I can, after decades in this field, legitimately call myself a journalist, author, writer – having worked as a staff reporter and feature writer for three major daily newspapers and on staff for several national magazines as an editor.

That, plus hundreds of freelance pieces.

But the irony of an industry in disruption is that there are now many more people working in public relations — trying to sell stuff — than there are journalists. I get pitches every single day for things I couldn’t care less about from people who clearly couldn’t care less that they’re wasting my time deleting them.

Here’s a post about the rise of “content marketing”:

Content marketing is currently “in,” and brands are finding it’s surprisingly difficult to create compelling content that actually draws in readers. So they’re opening their pocketbooks and are willing to pay for content creation, and if you’re well-positioned with some decent writing credits, you’ll find that there’s plenty of work to go around. There are several freelancer job sites popping up where brands can advertise for these positions.

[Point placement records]
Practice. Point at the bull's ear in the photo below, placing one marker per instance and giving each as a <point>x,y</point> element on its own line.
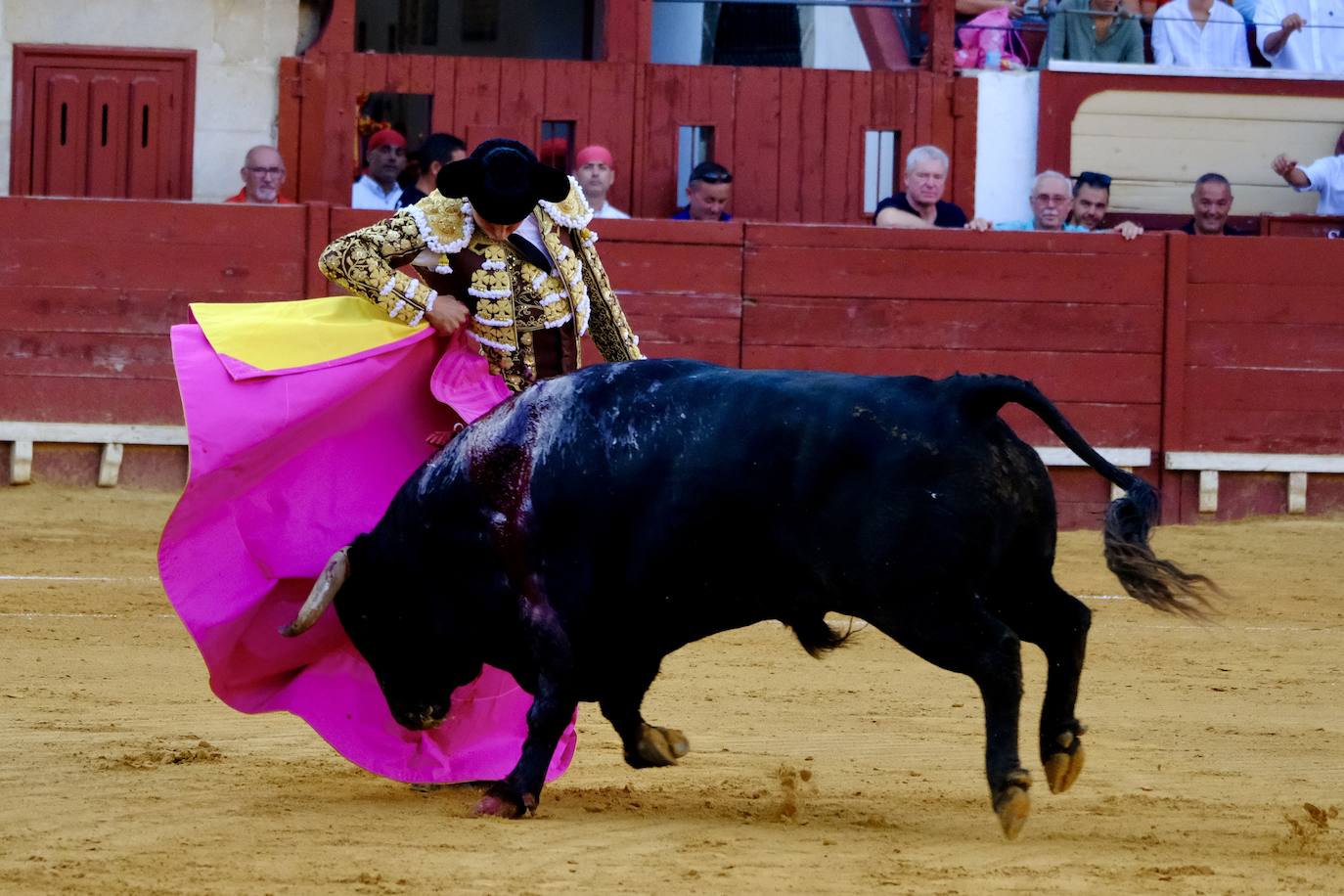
<point>324,591</point>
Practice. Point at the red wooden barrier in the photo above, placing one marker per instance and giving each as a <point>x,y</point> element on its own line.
<point>1256,364</point>
<point>92,287</point>
<point>1167,342</point>
<point>1078,315</point>
<point>793,137</point>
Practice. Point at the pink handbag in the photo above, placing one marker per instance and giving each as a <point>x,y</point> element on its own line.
<point>987,32</point>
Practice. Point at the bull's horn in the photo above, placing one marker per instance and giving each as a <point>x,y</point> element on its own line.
<point>324,591</point>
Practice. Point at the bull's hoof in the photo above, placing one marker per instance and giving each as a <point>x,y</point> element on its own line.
<point>1063,767</point>
<point>1012,805</point>
<point>657,747</point>
<point>500,801</point>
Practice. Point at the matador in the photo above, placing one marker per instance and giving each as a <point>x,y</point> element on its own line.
<point>503,247</point>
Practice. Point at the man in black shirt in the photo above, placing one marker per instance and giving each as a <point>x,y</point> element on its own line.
<point>435,152</point>
<point>920,205</point>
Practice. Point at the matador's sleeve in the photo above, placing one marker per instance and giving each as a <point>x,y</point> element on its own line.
<point>363,262</point>
<point>610,331</point>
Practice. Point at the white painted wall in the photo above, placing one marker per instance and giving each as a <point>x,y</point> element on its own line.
<point>678,32</point>
<point>1006,143</point>
<point>238,47</point>
<point>830,39</point>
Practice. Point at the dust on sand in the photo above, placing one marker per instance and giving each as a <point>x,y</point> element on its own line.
<point>1215,752</point>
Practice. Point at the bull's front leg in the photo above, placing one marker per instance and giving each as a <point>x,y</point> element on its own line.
<point>553,708</point>
<point>546,722</point>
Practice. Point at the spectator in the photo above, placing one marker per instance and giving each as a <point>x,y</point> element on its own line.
<point>1052,198</point>
<point>1290,40</point>
<point>384,161</point>
<point>1324,175</point>
<point>707,194</point>
<point>967,10</point>
<point>596,173</point>
<point>1095,31</point>
<point>1200,34</point>
<point>920,205</point>
<point>1092,202</point>
<point>1213,203</point>
<point>263,175</point>
<point>435,152</point>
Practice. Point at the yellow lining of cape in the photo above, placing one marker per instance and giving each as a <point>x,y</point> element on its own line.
<point>276,336</point>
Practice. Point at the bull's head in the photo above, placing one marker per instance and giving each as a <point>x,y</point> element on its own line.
<point>402,634</point>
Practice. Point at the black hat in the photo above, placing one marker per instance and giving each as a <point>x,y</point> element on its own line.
<point>503,180</point>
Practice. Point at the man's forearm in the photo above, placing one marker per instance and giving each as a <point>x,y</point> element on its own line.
<point>1276,42</point>
<point>1297,177</point>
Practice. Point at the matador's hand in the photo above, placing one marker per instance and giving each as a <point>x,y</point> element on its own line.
<point>448,315</point>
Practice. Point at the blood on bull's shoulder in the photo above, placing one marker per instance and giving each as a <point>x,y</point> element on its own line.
<point>607,517</point>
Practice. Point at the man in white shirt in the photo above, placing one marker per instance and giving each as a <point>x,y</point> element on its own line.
<point>1301,35</point>
<point>1324,175</point>
<point>596,172</point>
<point>386,160</point>
<point>1200,34</point>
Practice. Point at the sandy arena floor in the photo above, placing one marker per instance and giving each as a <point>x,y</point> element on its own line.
<point>1215,752</point>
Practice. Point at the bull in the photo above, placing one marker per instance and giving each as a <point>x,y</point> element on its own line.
<point>605,518</point>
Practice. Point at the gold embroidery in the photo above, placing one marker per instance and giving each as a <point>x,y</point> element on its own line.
<point>363,263</point>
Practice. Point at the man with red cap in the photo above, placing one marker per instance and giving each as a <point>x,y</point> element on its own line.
<point>502,247</point>
<point>596,173</point>
<point>384,162</point>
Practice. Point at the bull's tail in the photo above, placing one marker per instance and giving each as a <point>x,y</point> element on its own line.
<point>1129,518</point>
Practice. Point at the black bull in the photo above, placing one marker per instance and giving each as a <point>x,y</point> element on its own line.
<point>596,522</point>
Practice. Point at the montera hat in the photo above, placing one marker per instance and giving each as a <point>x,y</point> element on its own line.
<point>503,180</point>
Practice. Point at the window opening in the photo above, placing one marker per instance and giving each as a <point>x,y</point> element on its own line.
<point>557,147</point>
<point>695,144</point>
<point>879,166</point>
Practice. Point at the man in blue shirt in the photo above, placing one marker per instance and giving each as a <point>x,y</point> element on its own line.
<point>707,194</point>
<point>1052,198</point>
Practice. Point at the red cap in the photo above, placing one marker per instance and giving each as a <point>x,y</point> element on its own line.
<point>384,137</point>
<point>593,154</point>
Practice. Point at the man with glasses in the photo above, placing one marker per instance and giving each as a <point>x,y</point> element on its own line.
<point>1092,201</point>
<point>1052,199</point>
<point>263,175</point>
<point>707,194</point>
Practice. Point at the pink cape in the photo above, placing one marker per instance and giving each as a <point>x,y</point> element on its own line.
<point>287,467</point>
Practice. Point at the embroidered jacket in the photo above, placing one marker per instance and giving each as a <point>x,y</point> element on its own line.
<point>510,297</point>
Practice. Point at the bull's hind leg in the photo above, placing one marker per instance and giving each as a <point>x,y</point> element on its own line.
<point>960,636</point>
<point>646,745</point>
<point>1058,623</point>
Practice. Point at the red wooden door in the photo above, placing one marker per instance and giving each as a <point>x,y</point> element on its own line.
<point>103,122</point>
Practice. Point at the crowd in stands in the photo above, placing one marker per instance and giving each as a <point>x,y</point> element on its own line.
<point>1058,202</point>
<point>1296,35</point>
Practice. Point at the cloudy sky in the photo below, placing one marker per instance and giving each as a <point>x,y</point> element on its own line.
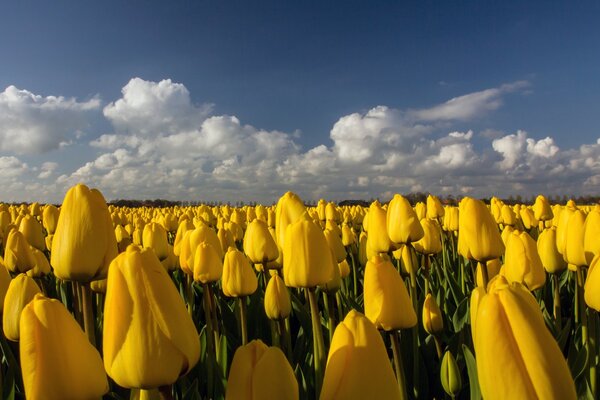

- **Required work**: Pick up the passage about journalism and content marketing after its last sentence and keep writing. The records have no connection to the passage about journalism and content marketing.

- **Exercise result**:
Unless you’ve been living under a rock, you’ve likely noticed the news industry has struggled in recent years. Newspapers and magazines have endured thousands of layoffs and freelancers have found, in addition to facing shrinking budgets, news organizations are paying significantly less for digital stories compared to what they paid for print.

And a cheerful piece about why journalism students don’t even want to consider a job doing what the job used to mean — actual reporting.

I have several friends who teach journalism, both undergrad and graduate level, and find a scary trend — students who sit at their desks, Google and think that’s journalism. My friends have to shove them out of the building to actually look at stuff and talk to strangers, some of whom are intimidating as hell and two to three times their age.

Yes, really!

It could be funny, perhaps, if all those PR people weren’t being paid to make everything look and sound shiny.

It could be funny if the people being hired to pump this stuff out weren’t really young and utterly inexperienced, like the editor who sent me an email I literally could not understand.

This is the person being paid to edit me, two years after leaving college.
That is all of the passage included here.